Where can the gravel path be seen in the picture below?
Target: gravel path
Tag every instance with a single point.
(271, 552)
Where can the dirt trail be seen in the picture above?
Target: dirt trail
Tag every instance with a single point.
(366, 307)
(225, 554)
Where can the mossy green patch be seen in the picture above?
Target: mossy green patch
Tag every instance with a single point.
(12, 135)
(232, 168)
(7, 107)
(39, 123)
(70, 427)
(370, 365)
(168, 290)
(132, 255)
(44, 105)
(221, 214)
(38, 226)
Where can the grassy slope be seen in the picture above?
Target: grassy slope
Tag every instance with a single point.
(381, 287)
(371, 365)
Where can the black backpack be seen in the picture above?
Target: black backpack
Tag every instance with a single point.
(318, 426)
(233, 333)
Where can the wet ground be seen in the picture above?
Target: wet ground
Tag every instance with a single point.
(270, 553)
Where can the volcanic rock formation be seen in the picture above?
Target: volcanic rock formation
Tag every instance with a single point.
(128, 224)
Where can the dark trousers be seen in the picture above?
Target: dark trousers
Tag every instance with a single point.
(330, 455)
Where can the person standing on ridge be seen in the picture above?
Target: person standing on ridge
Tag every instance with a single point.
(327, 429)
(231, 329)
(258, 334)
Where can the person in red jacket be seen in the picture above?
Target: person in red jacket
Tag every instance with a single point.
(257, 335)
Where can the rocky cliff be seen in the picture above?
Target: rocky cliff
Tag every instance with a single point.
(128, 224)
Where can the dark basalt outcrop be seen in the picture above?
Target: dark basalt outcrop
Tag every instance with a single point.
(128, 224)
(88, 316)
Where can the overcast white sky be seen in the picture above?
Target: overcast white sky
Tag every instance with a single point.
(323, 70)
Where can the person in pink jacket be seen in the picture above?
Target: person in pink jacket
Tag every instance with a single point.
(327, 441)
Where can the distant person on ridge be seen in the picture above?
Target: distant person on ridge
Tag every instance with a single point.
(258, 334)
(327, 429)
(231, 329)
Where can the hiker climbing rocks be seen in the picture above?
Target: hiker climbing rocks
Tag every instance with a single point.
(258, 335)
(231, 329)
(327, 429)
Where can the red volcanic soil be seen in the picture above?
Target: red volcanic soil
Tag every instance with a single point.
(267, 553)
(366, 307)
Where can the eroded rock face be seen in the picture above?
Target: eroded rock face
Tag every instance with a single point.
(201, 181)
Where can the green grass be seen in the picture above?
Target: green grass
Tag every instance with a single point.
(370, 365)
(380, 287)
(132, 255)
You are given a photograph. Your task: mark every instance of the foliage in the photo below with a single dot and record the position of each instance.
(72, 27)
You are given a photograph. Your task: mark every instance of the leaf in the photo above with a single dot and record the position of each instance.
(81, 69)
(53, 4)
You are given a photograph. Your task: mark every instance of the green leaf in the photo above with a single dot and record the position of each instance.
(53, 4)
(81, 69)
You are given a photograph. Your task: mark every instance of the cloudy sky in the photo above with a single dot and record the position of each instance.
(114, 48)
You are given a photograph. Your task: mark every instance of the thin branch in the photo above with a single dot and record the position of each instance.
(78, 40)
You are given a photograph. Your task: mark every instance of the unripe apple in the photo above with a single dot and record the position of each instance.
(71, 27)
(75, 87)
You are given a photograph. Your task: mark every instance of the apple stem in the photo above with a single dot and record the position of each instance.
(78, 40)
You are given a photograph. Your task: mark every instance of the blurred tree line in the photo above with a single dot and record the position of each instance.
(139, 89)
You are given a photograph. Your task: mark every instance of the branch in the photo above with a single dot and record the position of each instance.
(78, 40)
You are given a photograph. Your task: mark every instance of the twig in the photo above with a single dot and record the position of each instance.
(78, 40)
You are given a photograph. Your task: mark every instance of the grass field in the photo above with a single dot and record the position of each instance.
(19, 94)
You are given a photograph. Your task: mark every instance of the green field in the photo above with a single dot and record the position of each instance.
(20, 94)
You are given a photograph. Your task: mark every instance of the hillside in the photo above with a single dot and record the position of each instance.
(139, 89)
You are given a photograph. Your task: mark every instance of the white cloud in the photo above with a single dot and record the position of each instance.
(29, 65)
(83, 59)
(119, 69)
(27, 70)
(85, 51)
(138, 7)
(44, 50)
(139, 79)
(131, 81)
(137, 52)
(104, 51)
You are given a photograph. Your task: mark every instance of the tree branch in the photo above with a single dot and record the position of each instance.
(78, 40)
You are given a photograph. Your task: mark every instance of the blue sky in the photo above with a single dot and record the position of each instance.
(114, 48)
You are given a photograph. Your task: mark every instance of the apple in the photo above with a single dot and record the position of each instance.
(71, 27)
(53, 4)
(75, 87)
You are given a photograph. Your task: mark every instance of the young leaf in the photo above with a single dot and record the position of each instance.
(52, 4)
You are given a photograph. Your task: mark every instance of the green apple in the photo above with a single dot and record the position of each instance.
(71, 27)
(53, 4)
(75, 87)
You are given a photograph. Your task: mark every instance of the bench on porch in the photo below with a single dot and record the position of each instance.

----

* _GIVEN EXERCISE_: Copy out all of the lines above exactly.

* _OUTPUT_:
Where can the gravel path be seen in the picture below?
Target: gravel path
Tag every instance with a single point.
(271, 552)
Where can the dirt trail be seen in the picture above?
Target: dirt trail
Tag every instance with a single point.
(366, 307)
(225, 554)
Where can the mossy green patch be seen in the picture above?
Target: mossy green patch
Tag every instance with a single point.
(12, 135)
(232, 168)
(7, 107)
(39, 123)
(70, 427)
(370, 365)
(168, 290)
(132, 255)
(44, 105)
(221, 214)
(38, 226)
Where can the grassy slope be seen in the picture above?
Target: grassy slope
Tag every instance with a single point.
(381, 287)
(371, 365)
Where can the black backpack be seen in the picture above?
Target: black backpack
Tag every instance with a single point.
(318, 426)
(233, 333)
Where can the wet ground be seen in the picture above?
Target: wet ground
Tag every instance with a single point.
(270, 553)
Where can the volcanic rock formation be seen in the picture above?
Target: volcanic rock formation
Tag every instance with a single point.
(128, 224)
Where can the dark trousers be seen in the picture above?
Target: dark trousers
Tag every instance with a single point.
(330, 455)
Where can the person standing on ridge be seen in the picture above?
Target: person standing on ridge
Tag every instance with a single point.
(327, 429)
(231, 329)
(258, 334)
Where can the person in red jacket be seen in the picture above?
Target: person in red jacket
Tag every instance with a single point.
(257, 335)
Where can the rocky cliff be seen in the picture above?
Target: rocky cliff
Tag every instance with a single point.
(128, 224)
Where can the dark basalt outcrop be seen in the picture above?
Target: dark basalt outcrop
Tag every instance with a single point.
(128, 224)
(88, 316)
Where can the overcast white sky be seen in the picture above?
Target: overcast white sky
Tag every instance with a single point.
(323, 70)
Where can the person in pink jacket be seen in the picture above?
Target: person in pink jacket
Tag every instance with a single point.
(327, 441)
Where can the distant person on ridge be seen in the picture above?
Target: distant person on ridge
Tag every instance with a single point.
(258, 334)
(327, 429)
(231, 329)
Where can the hiker climbing rocks be seen in the picture above?
Target: hiker climbing rocks
Tag every instance with a single point.
(258, 335)
(231, 329)
(327, 429)
Where can the red volcanic soil be seen in the picture above?
Target: red volcanic soil
Tag every instance with a single point.
(267, 553)
(366, 307)
Where can the eroded rock face be seen in the picture above?
Target: eroded rock face
Tag every instance with a single point.
(201, 181)
Where can the green grass be seen in the picture above?
Target: green grass
Tag every instance with a single point.
(370, 365)
(380, 287)
(132, 255)
You are given a photograph. Your task: mark every instance of the foliage in the photo below with a single dot and record the position of each instance.
(72, 27)
You are given a photograph. Your task: mark every instance of the leaf in the photo above with a single dot and record the position of each instance.
(81, 69)
(53, 4)
You are given a photograph. Your task: mark every instance of the green leaf in the photo above with a single dot and record the position of each instance.
(53, 4)
(81, 69)
You are given a photograph. Your task: mark every instance of the cloudy sky in the photo above with a single dot and record the position of each instance.
(114, 48)
You are given a photograph. Your task: mark every instance of the thin branch in the photo above with a single dot and record the position of each instance.
(78, 40)
You are given a photograph. Your task: mark every instance of the unripe apple in the photo above with a single dot and record the position of each instance.
(71, 27)
(75, 87)
You are given a photograph. Your task: mark every instance of the apple stem in the photo above with a single dot and record the position of each instance.
(78, 40)
You are given a photograph. Your task: mark every instance of the blurred tree line in the photo above with a single dot and record the position of each instance.
(139, 89)
You are given a photograph. Your task: mark every instance of the branch in the photo above with a single dot and record the position of each instance.
(78, 40)
You are given a photograph. Your task: mark every instance of the twig in the photo above with a single dot and record the position of each instance.
(78, 40)
You are given a photograph. Your task: mark every instance of the grass field in the photo above with a single dot and record the position of each instance.
(19, 94)
You are given a photograph. Your task: mark every instance of the green field in the photo above with a single dot and record the position of each instance.
(20, 94)
You are given a photograph. Your task: mark every instance of the hillside in the photo above with a single dot and record the position of each instance.
(139, 89)
You are given a photograph. Your task: mark every instance of the white cloud in the photo above with a single dot and record the position of each instance.
(29, 65)
(83, 59)
(119, 69)
(27, 70)
(85, 51)
(138, 7)
(44, 50)
(139, 79)
(131, 81)
(137, 52)
(104, 51)
You are given a photograph. Your task: mark every instance of the tree branch in the photo above with a single dot and record the position of each instance.
(78, 40)
You are given a photograph. Your task: mark every instance of the blue sky in the photo above with a single dot and record the position of each instance.
(114, 48)
You are given a photograph. Your task: mark every instance of the apple in the photo above with a single dot and record the position of each instance.
(71, 27)
(53, 4)
(75, 87)
You are given a photograph. Your task: mark every instance of the young leaf in the photo above with a single dot and record the position of each instance.
(52, 4)
You are given a photograph. Your task: mark every instance of the green apple in the photo above with a single dot and record the position of each instance.
(71, 27)
(53, 4)
(75, 87)
You are given a photograph. Your task: mark every instance of the bench on porch in the photo below with a single dot and record the position of each instance.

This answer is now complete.